(What this task involves):
In the data below, take every line from the one containing "Where can the flower petal be found here?" up to and including the one containing "[[114, 66]]", and put them into a JSON list of strings with one string per line, leaving out any blank lines.

(Dataset records):
————————

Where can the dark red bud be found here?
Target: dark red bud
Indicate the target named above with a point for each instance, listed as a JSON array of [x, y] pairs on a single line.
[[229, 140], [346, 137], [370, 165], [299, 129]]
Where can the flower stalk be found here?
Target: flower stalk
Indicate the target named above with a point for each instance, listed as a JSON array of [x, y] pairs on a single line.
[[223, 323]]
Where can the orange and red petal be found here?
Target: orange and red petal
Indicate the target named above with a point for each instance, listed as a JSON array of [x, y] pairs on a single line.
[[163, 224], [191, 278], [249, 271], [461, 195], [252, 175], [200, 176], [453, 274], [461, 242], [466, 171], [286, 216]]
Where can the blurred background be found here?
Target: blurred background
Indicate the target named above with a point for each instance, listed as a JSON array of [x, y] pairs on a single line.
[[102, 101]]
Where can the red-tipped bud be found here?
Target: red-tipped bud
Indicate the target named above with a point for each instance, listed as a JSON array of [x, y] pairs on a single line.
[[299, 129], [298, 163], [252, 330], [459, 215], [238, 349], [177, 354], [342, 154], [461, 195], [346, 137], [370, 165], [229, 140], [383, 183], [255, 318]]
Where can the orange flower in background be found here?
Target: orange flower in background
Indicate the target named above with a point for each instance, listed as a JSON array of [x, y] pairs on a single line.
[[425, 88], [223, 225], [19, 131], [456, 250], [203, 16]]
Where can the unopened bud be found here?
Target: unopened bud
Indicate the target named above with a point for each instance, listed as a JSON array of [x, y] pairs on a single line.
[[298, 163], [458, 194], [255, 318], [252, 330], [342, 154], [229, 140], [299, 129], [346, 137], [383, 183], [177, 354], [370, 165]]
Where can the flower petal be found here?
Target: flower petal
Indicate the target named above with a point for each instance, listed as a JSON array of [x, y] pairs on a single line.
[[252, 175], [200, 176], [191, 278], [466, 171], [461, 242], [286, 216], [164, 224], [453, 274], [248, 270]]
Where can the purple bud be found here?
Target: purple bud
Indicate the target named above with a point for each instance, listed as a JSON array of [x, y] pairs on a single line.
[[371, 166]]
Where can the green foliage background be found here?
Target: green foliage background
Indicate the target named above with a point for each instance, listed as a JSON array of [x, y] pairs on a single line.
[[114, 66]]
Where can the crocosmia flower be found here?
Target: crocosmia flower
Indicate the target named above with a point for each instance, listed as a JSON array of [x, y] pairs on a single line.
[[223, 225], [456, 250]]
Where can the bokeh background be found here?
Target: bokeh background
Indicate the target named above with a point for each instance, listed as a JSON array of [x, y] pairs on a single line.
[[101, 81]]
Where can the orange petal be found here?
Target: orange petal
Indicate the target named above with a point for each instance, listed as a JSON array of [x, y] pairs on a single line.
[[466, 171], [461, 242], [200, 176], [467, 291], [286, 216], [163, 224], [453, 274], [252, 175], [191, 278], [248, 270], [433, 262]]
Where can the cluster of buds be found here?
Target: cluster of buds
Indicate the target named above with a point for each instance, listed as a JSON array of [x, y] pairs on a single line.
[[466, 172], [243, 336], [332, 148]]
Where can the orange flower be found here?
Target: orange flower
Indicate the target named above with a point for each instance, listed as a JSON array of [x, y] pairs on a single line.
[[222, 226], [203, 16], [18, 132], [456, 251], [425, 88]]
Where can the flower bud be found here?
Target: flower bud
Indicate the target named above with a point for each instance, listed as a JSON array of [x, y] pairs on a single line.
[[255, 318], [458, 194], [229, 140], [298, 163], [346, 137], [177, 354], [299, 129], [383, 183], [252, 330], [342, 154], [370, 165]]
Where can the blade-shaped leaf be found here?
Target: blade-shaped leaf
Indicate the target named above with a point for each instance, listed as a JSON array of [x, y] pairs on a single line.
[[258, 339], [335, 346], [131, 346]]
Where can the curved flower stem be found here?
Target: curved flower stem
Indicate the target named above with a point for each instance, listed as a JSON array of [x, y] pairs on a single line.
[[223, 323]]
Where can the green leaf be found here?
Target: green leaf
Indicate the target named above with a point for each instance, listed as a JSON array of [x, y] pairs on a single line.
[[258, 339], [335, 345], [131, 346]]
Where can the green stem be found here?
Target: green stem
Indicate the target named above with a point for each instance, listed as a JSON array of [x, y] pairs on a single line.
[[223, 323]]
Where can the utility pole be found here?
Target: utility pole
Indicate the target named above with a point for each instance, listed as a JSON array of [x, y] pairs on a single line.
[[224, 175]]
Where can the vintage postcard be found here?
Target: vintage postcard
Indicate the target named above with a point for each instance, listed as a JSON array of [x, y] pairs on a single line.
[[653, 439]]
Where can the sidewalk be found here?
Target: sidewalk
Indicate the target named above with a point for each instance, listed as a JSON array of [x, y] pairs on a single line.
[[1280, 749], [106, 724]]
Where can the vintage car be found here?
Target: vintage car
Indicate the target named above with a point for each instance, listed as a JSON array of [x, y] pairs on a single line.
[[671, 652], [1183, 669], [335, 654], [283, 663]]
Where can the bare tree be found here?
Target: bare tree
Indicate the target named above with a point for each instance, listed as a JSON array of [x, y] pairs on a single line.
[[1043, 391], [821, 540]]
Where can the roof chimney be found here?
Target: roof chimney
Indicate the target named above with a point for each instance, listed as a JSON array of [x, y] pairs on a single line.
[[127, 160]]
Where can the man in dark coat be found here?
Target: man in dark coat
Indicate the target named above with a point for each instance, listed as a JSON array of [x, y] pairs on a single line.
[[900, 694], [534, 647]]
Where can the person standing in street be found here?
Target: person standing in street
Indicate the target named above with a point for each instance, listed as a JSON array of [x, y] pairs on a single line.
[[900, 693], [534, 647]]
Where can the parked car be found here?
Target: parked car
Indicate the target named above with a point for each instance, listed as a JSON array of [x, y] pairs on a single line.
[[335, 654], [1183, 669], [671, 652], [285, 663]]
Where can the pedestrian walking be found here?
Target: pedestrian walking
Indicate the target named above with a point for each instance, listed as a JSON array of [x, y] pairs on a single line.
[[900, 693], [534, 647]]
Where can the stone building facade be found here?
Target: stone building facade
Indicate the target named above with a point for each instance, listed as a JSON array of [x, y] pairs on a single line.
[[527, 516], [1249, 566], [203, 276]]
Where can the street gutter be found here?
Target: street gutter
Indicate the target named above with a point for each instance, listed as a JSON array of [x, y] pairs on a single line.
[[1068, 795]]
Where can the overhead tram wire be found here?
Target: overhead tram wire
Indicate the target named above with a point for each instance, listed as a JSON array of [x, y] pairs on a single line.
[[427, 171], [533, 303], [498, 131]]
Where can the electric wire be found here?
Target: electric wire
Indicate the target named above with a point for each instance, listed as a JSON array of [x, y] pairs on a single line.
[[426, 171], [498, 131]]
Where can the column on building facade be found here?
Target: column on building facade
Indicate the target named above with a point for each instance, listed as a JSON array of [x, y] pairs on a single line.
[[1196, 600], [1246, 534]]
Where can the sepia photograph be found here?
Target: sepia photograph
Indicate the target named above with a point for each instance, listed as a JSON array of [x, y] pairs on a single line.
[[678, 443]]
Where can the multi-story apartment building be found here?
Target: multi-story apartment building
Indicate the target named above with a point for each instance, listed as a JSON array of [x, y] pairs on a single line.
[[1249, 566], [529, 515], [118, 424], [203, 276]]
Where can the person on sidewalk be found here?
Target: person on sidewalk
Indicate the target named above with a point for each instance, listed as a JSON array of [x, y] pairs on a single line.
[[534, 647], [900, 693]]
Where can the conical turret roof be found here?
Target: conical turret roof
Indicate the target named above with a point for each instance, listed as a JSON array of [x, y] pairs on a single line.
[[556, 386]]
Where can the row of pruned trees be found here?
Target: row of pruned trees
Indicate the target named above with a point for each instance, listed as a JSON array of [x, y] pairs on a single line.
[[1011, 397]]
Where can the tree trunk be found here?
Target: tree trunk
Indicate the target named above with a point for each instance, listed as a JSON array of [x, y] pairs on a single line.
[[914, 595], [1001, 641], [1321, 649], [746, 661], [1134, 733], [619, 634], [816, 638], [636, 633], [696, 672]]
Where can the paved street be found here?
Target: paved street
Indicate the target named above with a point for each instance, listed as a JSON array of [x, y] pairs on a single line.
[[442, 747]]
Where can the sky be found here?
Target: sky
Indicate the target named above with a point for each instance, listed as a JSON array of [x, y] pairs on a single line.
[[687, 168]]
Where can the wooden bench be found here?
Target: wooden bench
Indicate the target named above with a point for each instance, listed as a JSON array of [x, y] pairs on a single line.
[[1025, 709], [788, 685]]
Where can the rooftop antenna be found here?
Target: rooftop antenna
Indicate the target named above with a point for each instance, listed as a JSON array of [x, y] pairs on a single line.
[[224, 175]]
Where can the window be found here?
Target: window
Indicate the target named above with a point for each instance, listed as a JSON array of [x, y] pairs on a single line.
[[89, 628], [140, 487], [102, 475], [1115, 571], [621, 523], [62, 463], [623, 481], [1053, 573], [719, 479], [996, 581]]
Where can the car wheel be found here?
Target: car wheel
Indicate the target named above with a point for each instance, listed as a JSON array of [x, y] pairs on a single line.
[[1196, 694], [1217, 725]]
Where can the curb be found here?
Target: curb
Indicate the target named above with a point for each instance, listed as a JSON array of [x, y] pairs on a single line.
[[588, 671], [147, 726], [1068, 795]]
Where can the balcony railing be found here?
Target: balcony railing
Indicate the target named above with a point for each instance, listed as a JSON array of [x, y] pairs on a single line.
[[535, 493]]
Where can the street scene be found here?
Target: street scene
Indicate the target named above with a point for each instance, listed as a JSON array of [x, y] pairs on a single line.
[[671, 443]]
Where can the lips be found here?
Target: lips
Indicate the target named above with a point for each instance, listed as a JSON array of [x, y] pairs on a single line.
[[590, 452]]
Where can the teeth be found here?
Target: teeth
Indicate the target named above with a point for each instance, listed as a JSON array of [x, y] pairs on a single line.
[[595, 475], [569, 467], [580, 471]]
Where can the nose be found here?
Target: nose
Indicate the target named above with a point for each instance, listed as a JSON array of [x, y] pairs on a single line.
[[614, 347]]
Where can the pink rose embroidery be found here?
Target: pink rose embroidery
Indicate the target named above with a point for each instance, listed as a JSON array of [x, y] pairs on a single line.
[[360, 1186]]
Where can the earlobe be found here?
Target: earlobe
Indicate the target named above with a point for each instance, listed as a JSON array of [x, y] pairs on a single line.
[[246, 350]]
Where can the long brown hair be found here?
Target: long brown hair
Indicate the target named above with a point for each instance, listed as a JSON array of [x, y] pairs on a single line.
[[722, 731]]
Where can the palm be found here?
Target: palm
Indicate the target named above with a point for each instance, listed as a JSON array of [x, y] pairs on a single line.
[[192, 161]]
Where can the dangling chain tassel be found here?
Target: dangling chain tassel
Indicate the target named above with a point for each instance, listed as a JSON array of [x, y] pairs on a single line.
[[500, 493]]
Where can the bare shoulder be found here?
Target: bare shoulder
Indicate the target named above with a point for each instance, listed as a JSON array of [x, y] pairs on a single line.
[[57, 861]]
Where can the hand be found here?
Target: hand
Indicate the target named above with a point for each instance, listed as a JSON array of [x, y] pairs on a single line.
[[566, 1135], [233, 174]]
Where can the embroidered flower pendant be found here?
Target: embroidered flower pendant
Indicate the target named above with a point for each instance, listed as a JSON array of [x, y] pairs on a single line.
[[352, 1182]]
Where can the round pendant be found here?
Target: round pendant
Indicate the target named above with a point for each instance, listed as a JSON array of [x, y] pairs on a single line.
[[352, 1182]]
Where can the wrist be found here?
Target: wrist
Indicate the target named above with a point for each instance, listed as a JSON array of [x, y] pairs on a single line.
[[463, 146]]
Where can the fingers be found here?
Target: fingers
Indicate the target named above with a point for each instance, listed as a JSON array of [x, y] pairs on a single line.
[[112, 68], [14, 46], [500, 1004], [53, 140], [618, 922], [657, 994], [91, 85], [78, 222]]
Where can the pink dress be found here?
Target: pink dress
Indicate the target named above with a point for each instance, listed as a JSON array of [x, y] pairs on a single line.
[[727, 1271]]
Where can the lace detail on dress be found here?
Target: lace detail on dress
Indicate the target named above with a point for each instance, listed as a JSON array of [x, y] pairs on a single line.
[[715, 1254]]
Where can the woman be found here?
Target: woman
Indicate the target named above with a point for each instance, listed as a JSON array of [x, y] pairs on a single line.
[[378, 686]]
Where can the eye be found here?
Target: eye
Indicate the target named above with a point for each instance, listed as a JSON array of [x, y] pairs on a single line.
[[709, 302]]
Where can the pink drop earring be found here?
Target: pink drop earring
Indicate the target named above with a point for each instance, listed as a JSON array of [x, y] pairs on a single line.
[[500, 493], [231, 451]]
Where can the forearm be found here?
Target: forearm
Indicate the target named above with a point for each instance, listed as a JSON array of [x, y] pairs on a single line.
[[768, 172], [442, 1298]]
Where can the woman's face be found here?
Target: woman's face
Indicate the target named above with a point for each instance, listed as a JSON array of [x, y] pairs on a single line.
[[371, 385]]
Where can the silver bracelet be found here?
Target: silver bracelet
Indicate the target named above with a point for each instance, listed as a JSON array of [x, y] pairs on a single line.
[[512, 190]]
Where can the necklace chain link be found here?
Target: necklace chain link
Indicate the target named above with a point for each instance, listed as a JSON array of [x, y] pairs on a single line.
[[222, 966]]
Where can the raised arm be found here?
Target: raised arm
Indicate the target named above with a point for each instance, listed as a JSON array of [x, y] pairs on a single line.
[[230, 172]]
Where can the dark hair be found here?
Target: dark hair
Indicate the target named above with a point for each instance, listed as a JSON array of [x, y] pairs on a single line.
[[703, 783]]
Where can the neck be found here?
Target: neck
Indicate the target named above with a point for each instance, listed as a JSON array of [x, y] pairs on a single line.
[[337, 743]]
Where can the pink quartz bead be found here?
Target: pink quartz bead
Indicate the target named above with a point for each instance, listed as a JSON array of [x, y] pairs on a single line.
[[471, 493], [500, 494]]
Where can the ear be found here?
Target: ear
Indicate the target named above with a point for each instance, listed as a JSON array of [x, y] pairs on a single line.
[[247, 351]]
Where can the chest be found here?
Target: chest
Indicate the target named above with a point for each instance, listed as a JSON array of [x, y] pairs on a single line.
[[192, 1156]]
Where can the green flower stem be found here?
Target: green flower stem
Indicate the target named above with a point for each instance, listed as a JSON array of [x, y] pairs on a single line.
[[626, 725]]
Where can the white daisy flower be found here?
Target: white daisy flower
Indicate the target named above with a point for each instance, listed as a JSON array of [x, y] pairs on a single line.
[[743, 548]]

————————

(Result):
[
  "Where can the flower petal be found here?",
  "Target: flower petal",
  "Indicate the target named above with a point for each instance, listed as a JSON array of [x, y] pairs on a single line.",
  "[[252, 175], [200, 176], [191, 278], [466, 171], [461, 242], [286, 216], [164, 224], [453, 274], [248, 270]]",
  "Where can the purple bud be found here?",
  "Target: purple bud",
  "Indicate the target named above with a point for each instance, listed as a JSON array of [x, y] pairs on a single line.",
  "[[371, 166]]",
  "Where can the green foliage background be found here?",
  "Target: green foliage background",
  "Indicate the target named above with a point for each instance, listed as a JSON array of [x, y] pairs on a single line.",
  "[[114, 66]]"
]